Pointing and labeling entries:
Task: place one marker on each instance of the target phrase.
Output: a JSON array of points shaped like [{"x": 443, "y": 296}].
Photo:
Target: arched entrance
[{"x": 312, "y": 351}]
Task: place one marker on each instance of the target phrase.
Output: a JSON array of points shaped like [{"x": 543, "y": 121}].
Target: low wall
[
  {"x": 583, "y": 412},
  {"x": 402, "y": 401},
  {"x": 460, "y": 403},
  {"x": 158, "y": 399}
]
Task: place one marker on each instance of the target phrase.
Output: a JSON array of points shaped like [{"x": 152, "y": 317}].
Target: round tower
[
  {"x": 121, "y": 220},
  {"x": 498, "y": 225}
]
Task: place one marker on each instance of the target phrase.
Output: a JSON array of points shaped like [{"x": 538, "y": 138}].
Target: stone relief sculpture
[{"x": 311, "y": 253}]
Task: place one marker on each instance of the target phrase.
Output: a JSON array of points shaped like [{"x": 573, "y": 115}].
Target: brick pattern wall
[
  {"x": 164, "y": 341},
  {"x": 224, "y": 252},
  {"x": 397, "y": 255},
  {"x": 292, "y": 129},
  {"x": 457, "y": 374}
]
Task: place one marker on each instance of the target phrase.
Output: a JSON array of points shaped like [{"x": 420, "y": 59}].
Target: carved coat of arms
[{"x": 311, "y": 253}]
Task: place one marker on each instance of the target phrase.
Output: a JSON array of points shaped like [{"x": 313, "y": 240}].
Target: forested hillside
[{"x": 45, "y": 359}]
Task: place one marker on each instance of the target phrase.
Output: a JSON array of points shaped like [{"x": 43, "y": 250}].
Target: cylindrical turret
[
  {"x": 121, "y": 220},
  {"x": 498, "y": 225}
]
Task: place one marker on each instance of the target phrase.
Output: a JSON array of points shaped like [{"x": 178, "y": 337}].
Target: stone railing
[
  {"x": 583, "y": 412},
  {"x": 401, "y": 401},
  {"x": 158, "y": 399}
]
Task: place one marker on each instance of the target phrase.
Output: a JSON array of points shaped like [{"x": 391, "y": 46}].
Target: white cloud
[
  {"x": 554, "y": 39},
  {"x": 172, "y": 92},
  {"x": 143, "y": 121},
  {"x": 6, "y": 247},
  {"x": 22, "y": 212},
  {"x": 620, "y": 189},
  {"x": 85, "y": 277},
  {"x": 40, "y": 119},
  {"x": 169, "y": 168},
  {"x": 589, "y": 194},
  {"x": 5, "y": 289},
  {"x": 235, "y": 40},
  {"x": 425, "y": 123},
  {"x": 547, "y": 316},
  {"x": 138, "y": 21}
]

* Problem details
Repeat each of the entries above precisely as given.

* Response to this exercise
Task: place one marker on each instance of the target phrase.
Output: a JSON array of points shaped like [{"x": 443, "y": 296}].
Photo:
Target: arched entrance
[{"x": 312, "y": 351}]
Task: place one marker on each instance of the target phrase.
Output: a JSON array of points shaped like [{"x": 543, "y": 121}].
Target: low wall
[
  {"x": 583, "y": 412},
  {"x": 402, "y": 401},
  {"x": 460, "y": 403},
  {"x": 158, "y": 399}
]
Task: place one marker on each instance of the target phrase.
Output: a JSON array of points shaped like [{"x": 152, "y": 317}].
Target: round tower
[
  {"x": 121, "y": 220},
  {"x": 498, "y": 225}
]
Task: place one marker on each instance of the target phrase.
Output: a JSON array of points shaped like [{"x": 538, "y": 138}].
Target: stone relief sculpture
[{"x": 311, "y": 253}]
Task: place one marker on each instance of the target phrase.
Output: a JSON array of points shaped like [{"x": 573, "y": 115}].
Target: brick pattern wall
[
  {"x": 164, "y": 341},
  {"x": 224, "y": 252},
  {"x": 397, "y": 255},
  {"x": 292, "y": 129},
  {"x": 457, "y": 374}
]
Task: place one marker on each instance of the target phrase.
Output: a JSON array of points shaped like [{"x": 420, "y": 59}].
Target: carved coat of arms
[{"x": 311, "y": 253}]
Task: place one marker on each instance of the target phrase.
Output: a JSON array of points shaped like [{"x": 313, "y": 240}].
Target: forested hillside
[{"x": 45, "y": 359}]
Task: place one marker on each instance of the target phrase.
Output: a JSON array of points shaped like [{"x": 43, "y": 250}].
Target: cylindrical turret
[
  {"x": 121, "y": 220},
  {"x": 498, "y": 225}
]
Task: place one marker on each instance of the target phrase.
Output: a JSON array of points shaped like [{"x": 178, "y": 337}].
Target: stone railing
[
  {"x": 583, "y": 412},
  {"x": 401, "y": 401},
  {"x": 158, "y": 399}
]
Task: place one marker on each instance of the target phrase.
Output: a JSON array of points shaped like [{"x": 391, "y": 46}].
Target: white cloud
[
  {"x": 554, "y": 39},
  {"x": 172, "y": 92},
  {"x": 143, "y": 121},
  {"x": 6, "y": 247},
  {"x": 22, "y": 212},
  {"x": 620, "y": 189},
  {"x": 85, "y": 277},
  {"x": 40, "y": 119},
  {"x": 169, "y": 168},
  {"x": 589, "y": 194},
  {"x": 5, "y": 289},
  {"x": 235, "y": 40},
  {"x": 425, "y": 123},
  {"x": 547, "y": 316},
  {"x": 138, "y": 21}
]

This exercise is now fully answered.